▶ About this task: Each entry is to be output precisely as it appears.

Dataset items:
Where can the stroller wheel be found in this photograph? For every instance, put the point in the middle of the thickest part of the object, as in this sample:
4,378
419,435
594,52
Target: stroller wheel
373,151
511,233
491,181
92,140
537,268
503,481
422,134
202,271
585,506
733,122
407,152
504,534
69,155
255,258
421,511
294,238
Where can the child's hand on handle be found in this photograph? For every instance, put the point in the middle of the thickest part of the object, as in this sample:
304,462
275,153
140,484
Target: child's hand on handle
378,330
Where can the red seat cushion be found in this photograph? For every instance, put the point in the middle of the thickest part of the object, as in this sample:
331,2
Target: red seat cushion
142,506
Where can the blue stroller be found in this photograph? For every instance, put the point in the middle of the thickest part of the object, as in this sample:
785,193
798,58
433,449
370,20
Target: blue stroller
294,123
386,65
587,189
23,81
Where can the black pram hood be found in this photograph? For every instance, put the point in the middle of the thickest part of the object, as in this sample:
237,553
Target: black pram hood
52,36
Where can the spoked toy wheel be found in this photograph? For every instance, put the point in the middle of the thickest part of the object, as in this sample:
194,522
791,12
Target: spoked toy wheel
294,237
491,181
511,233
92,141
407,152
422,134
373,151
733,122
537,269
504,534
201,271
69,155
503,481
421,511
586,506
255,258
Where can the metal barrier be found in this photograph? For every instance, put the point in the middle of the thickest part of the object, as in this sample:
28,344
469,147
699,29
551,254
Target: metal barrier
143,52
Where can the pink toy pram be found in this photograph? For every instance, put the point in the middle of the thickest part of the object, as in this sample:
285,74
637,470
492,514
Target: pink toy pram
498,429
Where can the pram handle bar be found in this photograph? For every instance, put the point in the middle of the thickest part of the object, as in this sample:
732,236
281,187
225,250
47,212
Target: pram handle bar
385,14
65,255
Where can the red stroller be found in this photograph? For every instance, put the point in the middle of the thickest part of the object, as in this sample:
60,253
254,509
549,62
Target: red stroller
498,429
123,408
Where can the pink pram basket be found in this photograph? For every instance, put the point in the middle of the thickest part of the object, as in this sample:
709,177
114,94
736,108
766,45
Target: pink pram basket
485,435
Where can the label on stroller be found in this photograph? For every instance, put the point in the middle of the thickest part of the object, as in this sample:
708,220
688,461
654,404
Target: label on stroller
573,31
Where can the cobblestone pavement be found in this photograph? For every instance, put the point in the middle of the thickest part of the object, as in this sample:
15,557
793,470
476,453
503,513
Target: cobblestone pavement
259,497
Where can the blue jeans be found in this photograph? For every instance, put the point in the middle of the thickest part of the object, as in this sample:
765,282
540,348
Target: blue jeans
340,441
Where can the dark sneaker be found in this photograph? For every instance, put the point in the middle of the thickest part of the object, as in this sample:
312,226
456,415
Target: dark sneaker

▶ The completed task:
Where can the stroller wheel be found in this photograph? For every instance, put the point in the middle of the thickest part of the object, as in this sample:
4,378
419,435
594,52
Target: stroller wheel
373,151
511,233
491,181
92,140
537,268
503,481
422,134
202,271
585,506
733,122
407,152
504,534
69,155
255,258
421,511
294,238
Where can the child's hand on handle be found in this photograph? For every instance, put the point in the middle of the thickest part of the object, as in this sample:
304,462
275,153
140,484
Target: child's hand on handle
378,330
Where can the red seat cushion be found in this photograph? For every instance, put the point in the middle of the thickest part of the object, as in this sample:
331,2
Target: red seat cushion
142,506
Where can the blue stroller be found in this photograph? For every instance, put the point in the middle of the thickest part of the object, as in this sample:
785,193
798,58
433,449
370,20
Target: blue stroller
294,123
386,65
587,189
23,81
Where can the black pram hood be found in this photograph? For every instance, put the point in the middle of the thickest part of the object, as in this sample:
237,553
Target: black pram hood
52,36
Where can the spoked toy wheel be found in this photograph? For every instance, put the point in the middle of the thickest part of the object, as in this sample:
194,522
791,12
Target: spoked toy wheel
294,237
491,181
511,233
92,141
407,152
422,134
373,151
733,122
537,269
504,534
201,271
69,155
503,481
421,511
586,506
255,258
Where can the metal barrier be found in this photograph? For every instance, put the point in the middle of the thickest part of the object, as in this sample:
28,344
469,147
699,29
551,254
Target: metal barrier
143,52
Where can the pink toy pram be found in this photograph? For every instance, put the point in the middle of the thickest part of the object, as in this sample:
285,74
637,470
492,514
Target: pink toy pram
498,429
Where can the pram handle bar be found in this photograph? For every instance, put the point in the middle of the thickest part of the object, as in this sample:
732,236
281,187
225,250
47,212
Target: pram handle bar
385,14
65,255
Where can the red stroller be found in this photograph? For every instance, put the point in the middle of the thickest part of the object, as in this sample:
60,253
254,509
549,62
Target: red stroller
498,429
123,408
Where can the pink pram basket be found in this photograph? For every instance, put the point in the middle of the thickest part of the object, as in this sample:
709,177
114,94
736,108
766,45
Target: pink pram basket
485,435
Where can the label on stroller be found in this photograph? For every instance, put the point in the middle of the thickest part of the object, as in this sample:
708,220
688,461
654,404
Target: label on stroller
573,31
Where can the cobblestone pavement be found in this photograph? For every instance, put the point in the middle of the thickest part of the object, as in this sample:
15,557
793,470
476,453
503,513
Target: cobblestone pavement
259,497
Where can the blue jeans be found in this photograph? For every instance, put the point in the middle of the thickest part of the object, as in this sample:
765,282
540,348
Target: blue jeans
340,441
Where can the dark sneaker be found in this photograph? For every instance, put the point in the middle of the thickest part of the object, as in this sample:
312,226
456,415
Target: dark sneaker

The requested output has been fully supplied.